* [PASSAGE]:
--------------------

Re: [BENCHMARK] 2.4.{18,19{-ck9},20rc1{-aa1}} with contest

Andrew Morton (akpm@digeo.com)
Sun, 10 Nov 2002 20:22:38 -0800


Andrea Arcangeli wrote:
>
> On Sun, Nov 10, 2002 at 08:03:01PM -0800, Andrew Morton wrote:
> > Andrea Arcangeli wrote:
> > >
> > > the slowdown happens in this case:
> > >
> > > queue 5 6 7 8 9
> > >
> > > insert read 3
> > >
> > > queue 3 5 6 7 8 9
> >
> > read-latency will not do that.
>
> So what will it do? Must do something very much like what I described or
> it is a noop period. Please elaborate.

If a read was not merged with another read on the tail->head walk
the read will be inserted near the head. The head->tail walk bypasses
all reads, six (default) writes and then inserts the new read.

It has the shortcoming that earlier reads may be walked past in the
tail->head phase. It's a three-liner to prevent that but I was never
able to demonstrate any difference.

> >
> > > However I think even read-latency is more a workarond to a problem in
> > > the I/O queue dimensions.

--------------------

* [STORED DATA]:

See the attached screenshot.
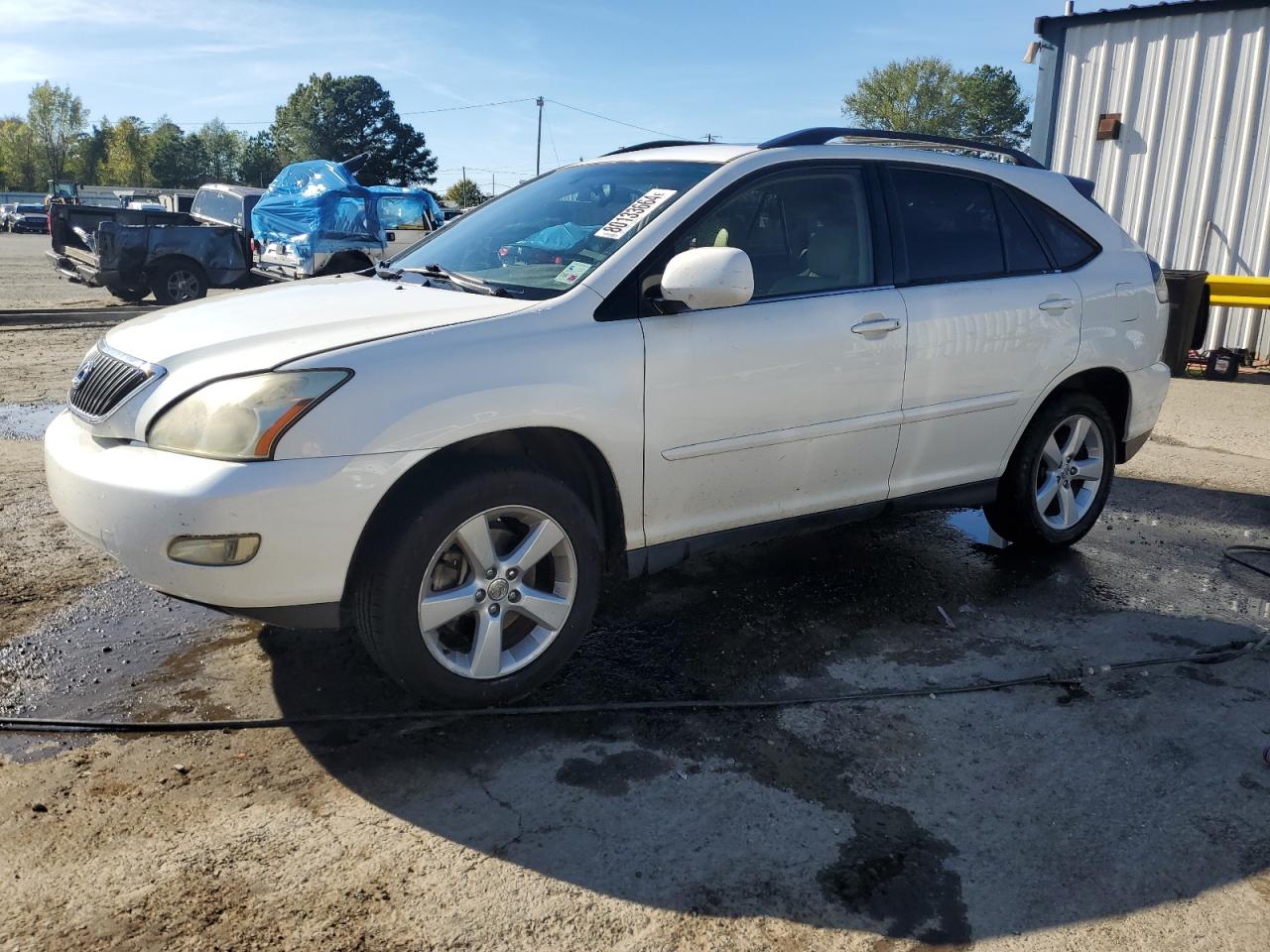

--------------------

* [SET EXERCISE 1]:
Answer the following about the message:
(a) On what date was the message sent?
(b) By default, how many writes does the head->tail walk bypass before it inserts the new read?
(c) What shortcoming of read-latency does the reply describe?
* [SET EXERCISE 2]:
In the message, list every number in the queue shown after "insert read 3".

* [WRITTEN REPLY 1]:
(a) Sunday, 10 November 2002.
(b) Six.
(c) Earlier reads may be walked past in the tail->head phase.

* [WRITTEN REPLY 2]:
3, 5, 6, 7, 8, 9